[PROBLEM TO WORK ON]: Write every line of the following listing exactly as it reads.

[WORKING DATA]:
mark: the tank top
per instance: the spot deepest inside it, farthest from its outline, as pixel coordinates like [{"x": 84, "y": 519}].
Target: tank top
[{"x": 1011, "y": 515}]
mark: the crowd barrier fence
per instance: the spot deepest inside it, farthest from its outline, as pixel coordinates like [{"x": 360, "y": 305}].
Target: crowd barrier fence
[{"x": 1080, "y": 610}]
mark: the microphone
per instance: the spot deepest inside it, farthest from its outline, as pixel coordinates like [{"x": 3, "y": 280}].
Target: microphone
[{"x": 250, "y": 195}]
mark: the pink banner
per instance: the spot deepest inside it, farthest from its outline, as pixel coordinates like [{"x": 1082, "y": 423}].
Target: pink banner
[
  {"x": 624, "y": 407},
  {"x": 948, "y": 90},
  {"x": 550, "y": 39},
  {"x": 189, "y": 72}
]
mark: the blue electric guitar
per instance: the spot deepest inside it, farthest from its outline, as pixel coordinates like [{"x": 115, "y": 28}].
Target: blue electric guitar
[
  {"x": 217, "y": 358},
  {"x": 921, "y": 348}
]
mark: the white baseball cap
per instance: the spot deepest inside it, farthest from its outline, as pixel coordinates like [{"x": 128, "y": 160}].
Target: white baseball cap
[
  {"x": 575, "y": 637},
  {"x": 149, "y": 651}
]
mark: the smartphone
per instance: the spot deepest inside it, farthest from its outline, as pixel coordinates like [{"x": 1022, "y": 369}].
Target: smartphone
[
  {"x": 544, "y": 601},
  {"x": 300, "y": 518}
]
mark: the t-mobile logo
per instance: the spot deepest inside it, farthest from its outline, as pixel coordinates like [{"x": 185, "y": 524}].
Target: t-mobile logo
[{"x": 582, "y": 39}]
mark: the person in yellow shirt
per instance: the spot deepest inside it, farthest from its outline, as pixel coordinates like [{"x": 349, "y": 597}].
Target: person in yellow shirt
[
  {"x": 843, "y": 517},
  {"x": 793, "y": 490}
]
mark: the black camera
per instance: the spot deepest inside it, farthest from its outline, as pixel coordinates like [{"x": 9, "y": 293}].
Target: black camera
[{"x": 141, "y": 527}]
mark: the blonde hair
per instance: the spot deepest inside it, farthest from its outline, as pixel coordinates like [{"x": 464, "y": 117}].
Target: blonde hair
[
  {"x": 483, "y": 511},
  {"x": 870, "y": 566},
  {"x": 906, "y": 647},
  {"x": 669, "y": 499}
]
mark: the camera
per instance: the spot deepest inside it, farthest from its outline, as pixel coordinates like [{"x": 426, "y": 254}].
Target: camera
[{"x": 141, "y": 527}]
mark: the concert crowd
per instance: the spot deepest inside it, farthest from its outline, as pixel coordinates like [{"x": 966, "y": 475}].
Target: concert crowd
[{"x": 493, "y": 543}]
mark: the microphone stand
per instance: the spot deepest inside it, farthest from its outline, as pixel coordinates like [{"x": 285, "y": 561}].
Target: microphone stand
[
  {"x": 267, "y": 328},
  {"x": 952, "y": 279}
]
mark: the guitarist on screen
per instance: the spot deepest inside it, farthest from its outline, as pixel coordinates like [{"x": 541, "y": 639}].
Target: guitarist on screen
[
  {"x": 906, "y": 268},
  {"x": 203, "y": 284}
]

[THE COMPLETED TASK]:
mark: the tank top
per instance: the spot deepest inside it, farthest from its outline, as pixel coordinates like [{"x": 84, "y": 519}].
Target: tank top
[{"x": 1011, "y": 515}]
mark: the crowd barrier fence
per instance: the spot deepest inside it, farthest from its outline, as pixel coordinates like [{"x": 360, "y": 305}].
Target: crowd barrier fence
[{"x": 1080, "y": 610}]
mark: the microphone
per instance: the spot deepest inside it, farthest from its outline, as pixel coordinates like [{"x": 3, "y": 280}].
Target: microphone
[{"x": 250, "y": 195}]
mark: the pink banner
per instance: the spot deepest inside it, farthest from its outline, as pixel coordinates like [{"x": 1082, "y": 423}].
Target: pink banner
[
  {"x": 624, "y": 407},
  {"x": 948, "y": 90},
  {"x": 550, "y": 39},
  {"x": 189, "y": 72}
]
mark: the blue electric guitar
per instance: the spot deepest inside it, farthest from its outline, as pixel coordinates like [{"x": 115, "y": 28}].
Target: blue electric guitar
[
  {"x": 217, "y": 358},
  {"x": 921, "y": 348}
]
mark: the white baseball cap
per instance: the spot deepest inside it, farthest from its outline, as pixel coordinates like [{"x": 128, "y": 160}].
Target: white baseball cap
[
  {"x": 575, "y": 637},
  {"x": 149, "y": 651}
]
mark: the smartphone
per instance: the spot deepest inside it, farthest from its outline, as pixel coordinates like [{"x": 1022, "y": 369}].
Target: smartphone
[
  {"x": 544, "y": 601},
  {"x": 300, "y": 518}
]
mark: the t-mobile logo
per instance: the spot deepest inside it, farthest from its outline, as pixel coordinates like [{"x": 185, "y": 524}].
Target: t-mobile logo
[{"x": 582, "y": 39}]
mark: the person in yellow shirt
per instance: the spot deepest inside it, farthest from its outline, as pixel coordinates like [{"x": 349, "y": 597}].
Target: person in yellow shirt
[
  {"x": 843, "y": 517},
  {"x": 793, "y": 490}
]
mark: the black camera
per instance: the spot deepest inside it, farthest from its outline, as pixel coordinates like [{"x": 9, "y": 293}].
Target: black camera
[{"x": 141, "y": 527}]
mark: the blonde hair
per instance: the spot deepest inside it, farthest from its outline, as pixel coordinates like [{"x": 464, "y": 117}].
Target: blonde hair
[
  {"x": 483, "y": 511},
  {"x": 870, "y": 566},
  {"x": 906, "y": 647},
  {"x": 669, "y": 499}
]
mark: the camera
per instance: the spot deepest inside it, farthest from its outline, as pixel coordinates like [{"x": 426, "y": 254}].
Target: camera
[{"x": 141, "y": 527}]
mark: the concert crowd
per instance: the spot deepest inside it, farthest from its outline, as pixel coordinates like [{"x": 966, "y": 475}].
Target: concert crowd
[{"x": 493, "y": 543}]
mark: the microphone stand
per instance: the spot deepest inside it, farthest from its outline, as pixel coordinates like [{"x": 285, "y": 561}].
Target: microphone stand
[
  {"x": 267, "y": 328},
  {"x": 952, "y": 279}
]
mark: the guitarist on screen
per instance: the spot deepest inside it, farthest from its outline, as pixel coordinates like [{"x": 541, "y": 639}].
Target: guitarist on screen
[
  {"x": 906, "y": 268},
  {"x": 203, "y": 284}
]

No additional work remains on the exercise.